(Dataset entries)
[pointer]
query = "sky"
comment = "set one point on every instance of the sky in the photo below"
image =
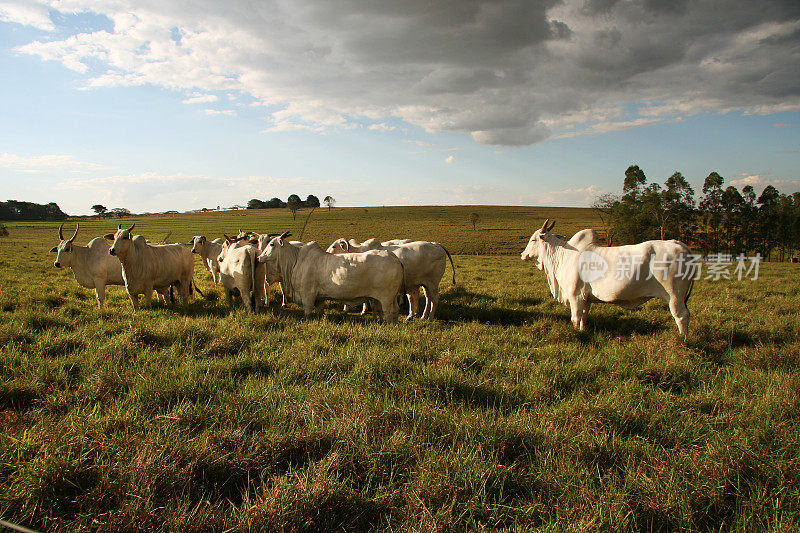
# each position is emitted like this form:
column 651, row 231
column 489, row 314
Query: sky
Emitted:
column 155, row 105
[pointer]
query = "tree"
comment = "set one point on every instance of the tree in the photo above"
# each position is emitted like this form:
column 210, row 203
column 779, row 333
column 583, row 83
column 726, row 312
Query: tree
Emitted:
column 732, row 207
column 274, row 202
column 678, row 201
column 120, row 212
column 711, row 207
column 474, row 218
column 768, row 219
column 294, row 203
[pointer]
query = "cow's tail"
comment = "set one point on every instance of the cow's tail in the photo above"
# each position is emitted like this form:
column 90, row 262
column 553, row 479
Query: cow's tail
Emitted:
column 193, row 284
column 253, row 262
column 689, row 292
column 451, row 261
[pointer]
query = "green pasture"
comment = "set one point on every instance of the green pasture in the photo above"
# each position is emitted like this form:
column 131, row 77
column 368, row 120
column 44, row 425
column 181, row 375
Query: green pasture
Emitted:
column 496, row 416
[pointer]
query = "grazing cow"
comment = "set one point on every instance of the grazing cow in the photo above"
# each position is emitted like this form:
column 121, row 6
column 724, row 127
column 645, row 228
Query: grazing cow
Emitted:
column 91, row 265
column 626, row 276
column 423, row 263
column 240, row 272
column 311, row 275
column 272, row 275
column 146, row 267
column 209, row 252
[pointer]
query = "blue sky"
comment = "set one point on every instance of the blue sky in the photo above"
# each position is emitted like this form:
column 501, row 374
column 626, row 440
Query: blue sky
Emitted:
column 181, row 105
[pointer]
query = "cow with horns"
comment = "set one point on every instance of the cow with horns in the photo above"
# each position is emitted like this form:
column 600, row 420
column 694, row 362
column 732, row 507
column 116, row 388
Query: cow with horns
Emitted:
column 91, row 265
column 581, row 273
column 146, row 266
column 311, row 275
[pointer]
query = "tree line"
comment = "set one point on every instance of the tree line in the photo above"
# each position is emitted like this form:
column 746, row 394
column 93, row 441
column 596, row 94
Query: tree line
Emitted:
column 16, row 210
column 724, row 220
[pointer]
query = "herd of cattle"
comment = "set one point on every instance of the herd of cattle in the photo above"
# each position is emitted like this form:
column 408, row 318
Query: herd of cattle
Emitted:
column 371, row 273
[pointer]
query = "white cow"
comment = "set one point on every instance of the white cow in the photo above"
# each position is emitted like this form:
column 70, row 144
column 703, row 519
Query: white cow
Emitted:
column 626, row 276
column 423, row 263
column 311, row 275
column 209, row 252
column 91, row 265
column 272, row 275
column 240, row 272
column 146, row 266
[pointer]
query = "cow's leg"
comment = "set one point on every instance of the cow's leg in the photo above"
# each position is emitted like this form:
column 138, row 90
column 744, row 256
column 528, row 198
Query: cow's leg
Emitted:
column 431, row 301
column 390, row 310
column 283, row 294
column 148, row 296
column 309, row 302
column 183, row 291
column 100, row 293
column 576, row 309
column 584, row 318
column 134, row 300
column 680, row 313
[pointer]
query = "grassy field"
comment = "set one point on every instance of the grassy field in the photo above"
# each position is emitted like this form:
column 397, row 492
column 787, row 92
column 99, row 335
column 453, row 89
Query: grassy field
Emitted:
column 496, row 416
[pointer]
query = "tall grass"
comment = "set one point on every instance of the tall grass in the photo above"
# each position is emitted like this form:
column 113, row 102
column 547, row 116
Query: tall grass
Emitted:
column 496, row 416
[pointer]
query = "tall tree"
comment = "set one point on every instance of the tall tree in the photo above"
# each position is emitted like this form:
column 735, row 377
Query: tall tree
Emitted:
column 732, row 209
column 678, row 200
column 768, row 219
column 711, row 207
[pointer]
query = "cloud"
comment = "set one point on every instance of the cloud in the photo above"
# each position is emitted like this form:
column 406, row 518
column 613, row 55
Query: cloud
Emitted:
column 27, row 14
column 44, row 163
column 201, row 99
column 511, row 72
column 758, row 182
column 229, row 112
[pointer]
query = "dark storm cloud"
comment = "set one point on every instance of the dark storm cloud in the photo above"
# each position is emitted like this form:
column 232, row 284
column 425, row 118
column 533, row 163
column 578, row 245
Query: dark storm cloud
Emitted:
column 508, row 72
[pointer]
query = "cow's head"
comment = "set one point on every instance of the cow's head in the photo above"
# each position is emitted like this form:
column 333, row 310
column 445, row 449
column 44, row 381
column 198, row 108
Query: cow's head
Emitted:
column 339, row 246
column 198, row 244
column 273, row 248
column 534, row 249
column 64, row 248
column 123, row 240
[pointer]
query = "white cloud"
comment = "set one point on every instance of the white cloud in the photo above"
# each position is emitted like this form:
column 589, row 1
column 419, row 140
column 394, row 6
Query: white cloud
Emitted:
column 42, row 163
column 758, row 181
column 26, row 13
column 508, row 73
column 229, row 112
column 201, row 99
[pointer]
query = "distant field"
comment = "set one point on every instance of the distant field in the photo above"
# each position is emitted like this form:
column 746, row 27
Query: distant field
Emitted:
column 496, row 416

YOUR ASSIGNMENT: Look above for the line holding "column 198, row 108" and the line holding "Query: white cloud", then output exactly those two lines and every line between them, nothing more.

ANSWER SPACE:
column 198, row 108
Query: cow's head
Emitted:
column 339, row 246
column 198, row 244
column 273, row 248
column 534, row 249
column 64, row 248
column 123, row 240
[pointer]
query = "white cloud"
comment = "set one point on every instance of the white cloud in the photo above"
# each position is emitted like this form:
column 589, row 1
column 419, row 140
column 394, row 6
Query: white cloud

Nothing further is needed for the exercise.